» **Working data**

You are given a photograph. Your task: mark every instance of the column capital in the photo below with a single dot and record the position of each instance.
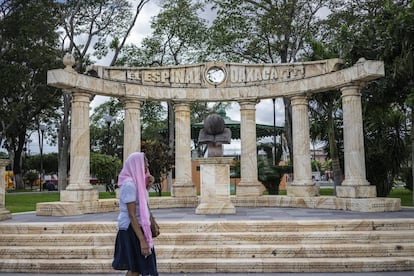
(4, 162)
(247, 104)
(299, 100)
(181, 106)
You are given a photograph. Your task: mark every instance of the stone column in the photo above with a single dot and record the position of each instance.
(302, 184)
(132, 126)
(79, 188)
(4, 213)
(249, 184)
(183, 186)
(355, 184)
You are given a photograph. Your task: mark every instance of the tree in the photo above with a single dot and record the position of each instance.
(105, 168)
(326, 114)
(178, 37)
(379, 30)
(264, 31)
(28, 49)
(91, 28)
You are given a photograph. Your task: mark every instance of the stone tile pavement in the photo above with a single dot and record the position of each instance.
(188, 214)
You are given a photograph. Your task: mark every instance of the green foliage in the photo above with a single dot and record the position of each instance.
(50, 163)
(31, 177)
(160, 162)
(178, 37)
(94, 24)
(269, 174)
(26, 202)
(262, 31)
(28, 49)
(104, 167)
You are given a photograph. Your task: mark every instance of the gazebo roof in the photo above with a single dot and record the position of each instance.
(234, 126)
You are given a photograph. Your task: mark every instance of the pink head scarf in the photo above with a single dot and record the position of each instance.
(134, 170)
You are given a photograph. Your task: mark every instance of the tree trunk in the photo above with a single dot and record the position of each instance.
(288, 126)
(333, 152)
(171, 139)
(412, 154)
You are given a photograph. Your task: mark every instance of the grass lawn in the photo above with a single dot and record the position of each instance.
(26, 202)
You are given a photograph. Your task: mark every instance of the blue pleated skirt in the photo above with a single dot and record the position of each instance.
(127, 255)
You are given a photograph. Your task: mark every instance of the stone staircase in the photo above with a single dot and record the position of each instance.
(217, 246)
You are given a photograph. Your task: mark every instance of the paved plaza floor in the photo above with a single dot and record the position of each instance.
(188, 214)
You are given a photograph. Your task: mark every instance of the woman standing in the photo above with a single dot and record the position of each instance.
(134, 247)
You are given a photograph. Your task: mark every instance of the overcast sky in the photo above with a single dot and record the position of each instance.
(264, 109)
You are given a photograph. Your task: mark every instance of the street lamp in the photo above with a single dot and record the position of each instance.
(108, 119)
(42, 129)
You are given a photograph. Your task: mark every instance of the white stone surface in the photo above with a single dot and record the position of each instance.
(214, 186)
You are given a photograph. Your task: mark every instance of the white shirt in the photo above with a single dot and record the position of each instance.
(127, 194)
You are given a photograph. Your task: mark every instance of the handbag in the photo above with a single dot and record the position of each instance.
(155, 228)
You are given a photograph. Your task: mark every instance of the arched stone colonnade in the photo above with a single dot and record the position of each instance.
(246, 84)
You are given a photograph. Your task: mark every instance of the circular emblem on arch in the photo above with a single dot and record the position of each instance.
(216, 74)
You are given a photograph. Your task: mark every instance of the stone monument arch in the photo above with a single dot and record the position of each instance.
(245, 84)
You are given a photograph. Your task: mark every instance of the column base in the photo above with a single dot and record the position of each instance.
(253, 188)
(366, 191)
(79, 195)
(214, 208)
(5, 214)
(310, 190)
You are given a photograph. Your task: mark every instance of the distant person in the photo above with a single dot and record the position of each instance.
(134, 246)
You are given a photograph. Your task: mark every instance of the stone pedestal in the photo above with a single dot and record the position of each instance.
(4, 213)
(215, 186)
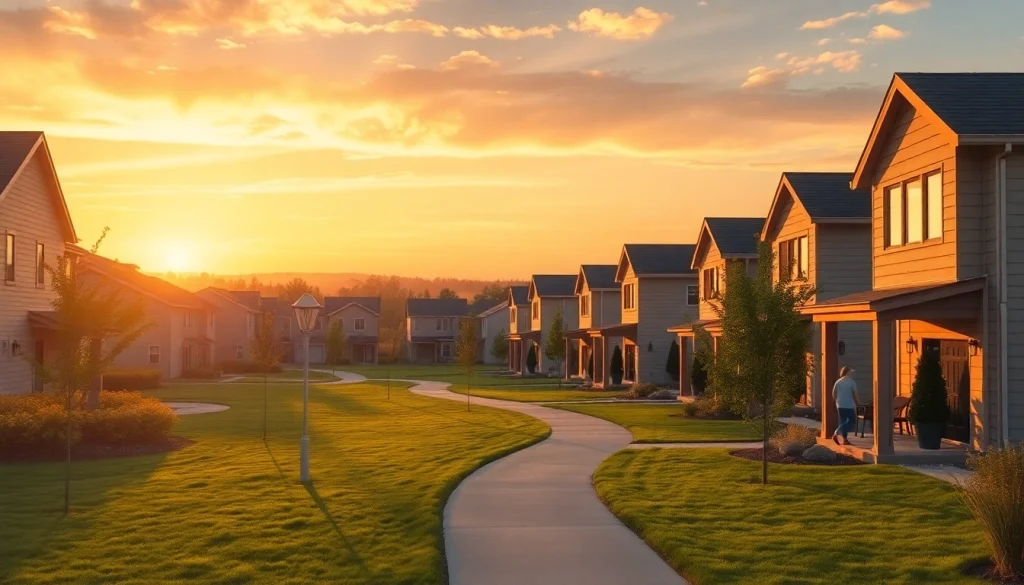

» **Your instructions**
The expected answer is the listing above, duplicated exactly, with its pictures removed.

» **Result**
You are given a photograph. Your task: mark every instance of the column capital in the photo below with a single dot and record the position of each instance.
(4, 162)
(247, 104)
(299, 100)
(181, 106)
You are given a photograph. Your task: mark every instance of the stone column in the photo above with a single dot and record the position of each instance.
(302, 184)
(132, 126)
(79, 188)
(4, 213)
(249, 184)
(183, 186)
(355, 184)
You are given a photograph. Your task: mark every instance of the tree in the photo above with a single dot and record the position of each instance.
(105, 168)
(326, 114)
(178, 37)
(379, 30)
(264, 31)
(28, 49)
(91, 28)
You are given a photograph. Your task: mark every instance of the stone tile pavement in the photo above with a single dot and record the position of each instance.
(188, 214)
You are given a photograph. Your task: mark every instance of the green foliage in the photo above with a single dot and record the position of each instance.
(50, 163)
(31, 177)
(160, 162)
(178, 37)
(94, 24)
(269, 174)
(26, 202)
(262, 31)
(28, 49)
(104, 167)
You are given a photograph. Your task: mark every instance of the gazebo roof in the photo above with a single dot and record the position of each instance.
(234, 126)
You are given a photograph. Your task: mark every instance of the pink head scarf in the photo above with a single dot and record the position of each instance.
(134, 170)
You are given a photograph. Your task: mark every instance of the tree trunk in the photo above with a single dot and record the position of each instance.
(288, 126)
(333, 152)
(171, 139)
(412, 154)
You are given a photograph. Your task: mark every instance of the grass lawn in the photo above with a single dot and record the position of each instance.
(26, 202)
You are given a photograph. Your task: mark every instance of the blue pleated skirt in the photo above with a single dot and record the position of each instance.
(127, 255)
You are given a photograph. Your task: mark every instance of the stone staircase in the photo above with a single dot and record the position of each instance.
(217, 246)
You are given a photograph. Your task: mark every instance of the paved plaza floor in the photo above with a single dot and record the position of each instance.
(188, 214)
You are given a photograph. Your task: mark every instance of the woman standing in the photo above with a single dot and record the position of each instance.
(134, 247)
You are given a photograph. Your task: mark every instance of the overcast sky in the photo above with a single dot and record the position of each instance.
(264, 109)
You are given a photograph. Your task: mark every instance of the street lamp in the photo above with a single dot and record the position of each instance.
(108, 119)
(42, 129)
You are given a photograph. Your task: mark every instance of the white stone surface in the photo above with a single dot and record the position of each instance.
(214, 186)
You are given a photograph. Your task: mark every instance of the white shirt in the photo above with a single dot and record the position of each instance.
(127, 194)
You are given a photograph. Your task: mark every instance of the handbag in the photo above with a single dot and record the position of each instance.
(155, 228)
You are given a photograph. Your task: mark every instance of the arched stone colonnade in the photo above with a single dot and record the position of each instance.
(246, 84)
You are given a photograph. Your task: mark every instance of the circular emblem on arch in the photo above with a single dot and record the position of each instance.
(216, 74)
You are given a photograph. Your task: mark every instance of the stone monument arch in the photo above with a single dot and record the position of each instance.
(245, 84)
You are given a photograph. Your task: mark every instance of the column base in the photo above with a single dot and record the position of each instance.
(253, 188)
(366, 191)
(79, 195)
(214, 208)
(5, 214)
(310, 190)
You are given a photograph. Your task: mark every instance of the distant person in the photo above with a single dot and record the position of each instance.
(134, 246)
You are given a photograph. Your task: mark every instance of the stone pedestal in the photo above with a single dot and record the position of each instance.
(4, 213)
(215, 186)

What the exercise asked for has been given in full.